▶ _Brief_: Format the entries below as a Markdown table with the columns Row and Entry line. Start at the line containing "of the telephone", end with the last line of the entries, and leave out blank lines.

▶ _Stored records_:
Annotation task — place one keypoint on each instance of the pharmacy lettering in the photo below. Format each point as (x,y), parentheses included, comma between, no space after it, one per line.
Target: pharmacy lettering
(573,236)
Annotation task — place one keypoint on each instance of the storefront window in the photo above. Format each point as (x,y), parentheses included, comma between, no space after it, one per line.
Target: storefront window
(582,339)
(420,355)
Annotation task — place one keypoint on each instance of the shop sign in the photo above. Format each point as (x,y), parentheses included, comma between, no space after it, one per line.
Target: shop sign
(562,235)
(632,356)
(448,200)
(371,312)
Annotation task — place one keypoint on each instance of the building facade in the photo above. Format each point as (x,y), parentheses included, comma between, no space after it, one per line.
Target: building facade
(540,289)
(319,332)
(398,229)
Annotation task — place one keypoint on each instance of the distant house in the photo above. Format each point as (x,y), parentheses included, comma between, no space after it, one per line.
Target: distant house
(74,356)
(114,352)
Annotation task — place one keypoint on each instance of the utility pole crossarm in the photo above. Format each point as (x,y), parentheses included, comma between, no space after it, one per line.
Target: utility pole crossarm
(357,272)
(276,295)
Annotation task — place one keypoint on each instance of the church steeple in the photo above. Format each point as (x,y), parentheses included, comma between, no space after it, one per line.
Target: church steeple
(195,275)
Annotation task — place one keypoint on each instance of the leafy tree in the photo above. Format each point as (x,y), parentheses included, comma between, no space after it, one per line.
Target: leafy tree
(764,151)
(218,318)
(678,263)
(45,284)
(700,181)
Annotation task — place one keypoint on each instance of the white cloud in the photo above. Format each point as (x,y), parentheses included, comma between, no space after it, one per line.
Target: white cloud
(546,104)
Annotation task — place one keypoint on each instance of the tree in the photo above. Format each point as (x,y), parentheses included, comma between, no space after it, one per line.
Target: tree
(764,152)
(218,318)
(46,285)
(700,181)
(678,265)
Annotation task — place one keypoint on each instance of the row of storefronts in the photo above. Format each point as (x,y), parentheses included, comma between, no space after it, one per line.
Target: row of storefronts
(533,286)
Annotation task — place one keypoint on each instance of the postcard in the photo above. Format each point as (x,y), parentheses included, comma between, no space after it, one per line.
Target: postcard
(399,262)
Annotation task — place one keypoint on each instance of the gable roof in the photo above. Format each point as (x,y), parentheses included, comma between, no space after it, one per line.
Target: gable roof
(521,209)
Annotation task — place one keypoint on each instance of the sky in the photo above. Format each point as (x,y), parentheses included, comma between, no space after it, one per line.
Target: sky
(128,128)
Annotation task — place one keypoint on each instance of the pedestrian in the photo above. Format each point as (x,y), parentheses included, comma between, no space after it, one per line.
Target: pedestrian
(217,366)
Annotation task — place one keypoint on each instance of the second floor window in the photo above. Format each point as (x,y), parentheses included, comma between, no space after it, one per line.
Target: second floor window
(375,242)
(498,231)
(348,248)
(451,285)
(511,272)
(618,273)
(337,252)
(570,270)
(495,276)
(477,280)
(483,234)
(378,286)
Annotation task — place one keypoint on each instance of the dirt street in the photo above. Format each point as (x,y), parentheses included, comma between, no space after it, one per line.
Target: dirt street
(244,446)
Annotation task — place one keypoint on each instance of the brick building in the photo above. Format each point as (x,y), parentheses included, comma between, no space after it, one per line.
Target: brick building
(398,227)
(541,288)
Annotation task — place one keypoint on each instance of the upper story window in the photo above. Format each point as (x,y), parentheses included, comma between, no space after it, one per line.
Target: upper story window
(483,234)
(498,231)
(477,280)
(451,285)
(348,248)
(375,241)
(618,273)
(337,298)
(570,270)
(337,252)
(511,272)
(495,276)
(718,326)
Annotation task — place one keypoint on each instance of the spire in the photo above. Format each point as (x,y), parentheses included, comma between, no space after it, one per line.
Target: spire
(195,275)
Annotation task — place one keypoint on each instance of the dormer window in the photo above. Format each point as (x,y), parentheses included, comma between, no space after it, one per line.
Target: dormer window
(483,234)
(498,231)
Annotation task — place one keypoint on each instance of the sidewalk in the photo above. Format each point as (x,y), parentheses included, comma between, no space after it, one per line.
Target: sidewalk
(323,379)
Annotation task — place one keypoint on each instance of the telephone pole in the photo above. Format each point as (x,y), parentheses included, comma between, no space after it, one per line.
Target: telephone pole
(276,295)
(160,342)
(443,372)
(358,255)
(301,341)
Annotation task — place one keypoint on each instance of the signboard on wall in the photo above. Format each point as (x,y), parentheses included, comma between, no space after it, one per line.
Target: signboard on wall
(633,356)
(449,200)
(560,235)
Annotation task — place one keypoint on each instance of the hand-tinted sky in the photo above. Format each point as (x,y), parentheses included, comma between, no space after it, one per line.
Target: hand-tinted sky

▶ _Solution to the exercise_:
| Row | Entry line |
|---|---|
| 1 | Annotation task — place one keypoint on each instance of the telephone pole in the photo above. Format each point as (x,y), parentheses included, comma between, no space after it, one per line. |
| 2 | Target: telephone pole |
| 3 | (276,295) |
| 4 | (160,342) |
| 5 | (443,372) |
| 6 | (358,255) |
| 7 | (301,341) |
| 8 | Annotation task — place one keypoint on each instance of the signboard on wall in the photo above. Format each point as (x,y), parentheses included, comma between, no space after it, one per line. |
| 9 | Target: signboard on wall |
| 10 | (633,356) |
| 11 | (449,200) |
| 12 | (560,235) |
| 13 | Annotation task — place one keypoint on each instance of the hand-tinted sky in the photo above. Format each point as (x,y), parentheses included, comma between, no space after it, one per line. |
| 14 | Target: hand-tinted sky |